• [ACTION ITEM]
Beneath this line are entries. Copy the range from the line with "Objective — a" to the line with "Target: dark foliage", ends included, exactly; leave pictures out.

• [DATA]
******

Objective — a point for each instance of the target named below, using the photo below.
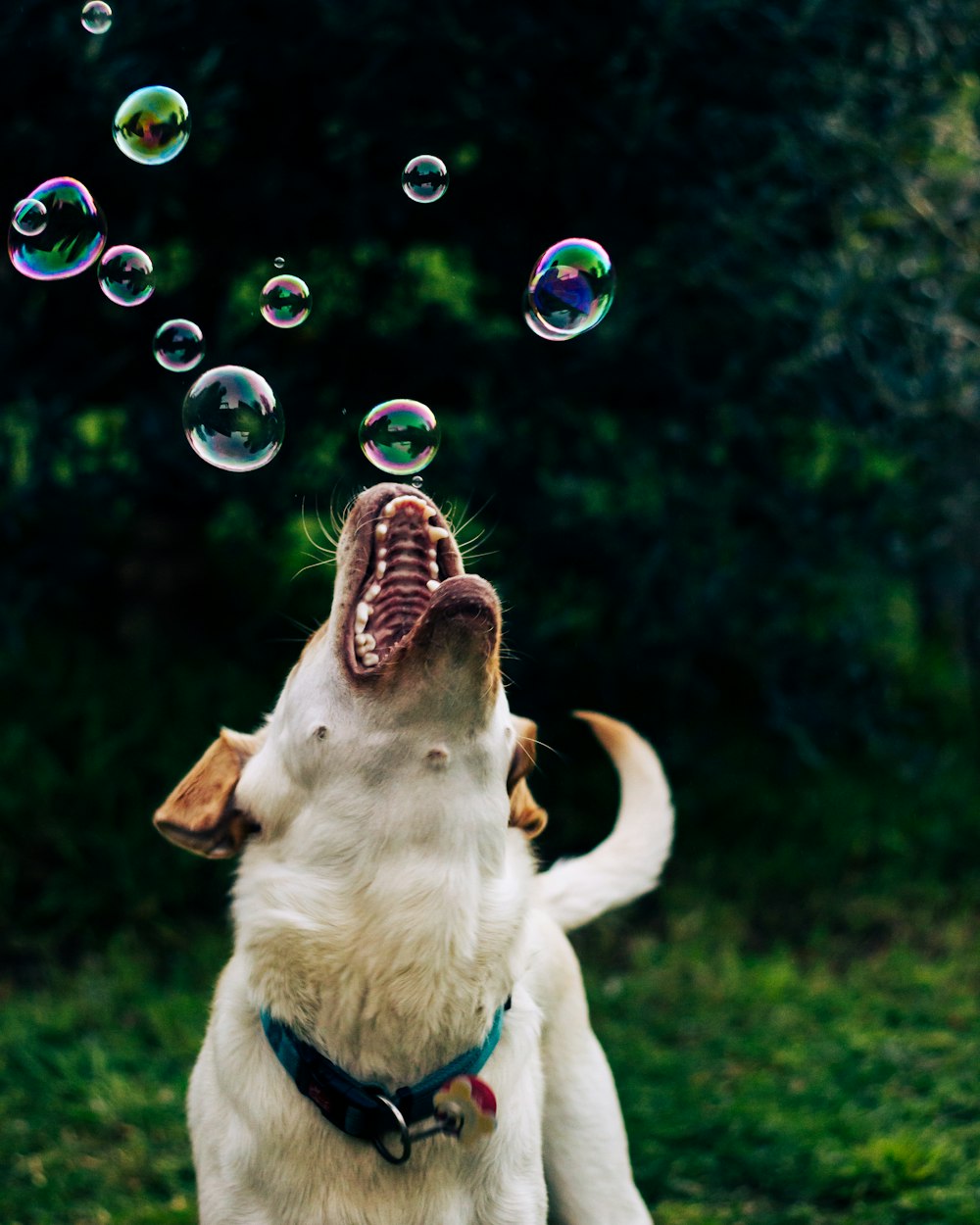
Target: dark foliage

******

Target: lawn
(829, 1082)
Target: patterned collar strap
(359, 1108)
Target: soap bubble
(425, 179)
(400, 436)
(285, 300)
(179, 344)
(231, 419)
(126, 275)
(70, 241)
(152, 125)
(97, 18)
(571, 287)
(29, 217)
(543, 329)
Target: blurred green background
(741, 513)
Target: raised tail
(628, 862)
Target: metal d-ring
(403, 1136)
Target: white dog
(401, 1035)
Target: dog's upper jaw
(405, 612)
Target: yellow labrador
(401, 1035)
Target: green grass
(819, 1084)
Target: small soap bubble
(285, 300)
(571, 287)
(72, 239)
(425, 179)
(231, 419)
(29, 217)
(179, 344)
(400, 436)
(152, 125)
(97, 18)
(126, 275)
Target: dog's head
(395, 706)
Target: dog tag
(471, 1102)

******

• [TASK ANSWER]
Objective — a point for each instance of the target named below, using the photo below.
Target: dark foliage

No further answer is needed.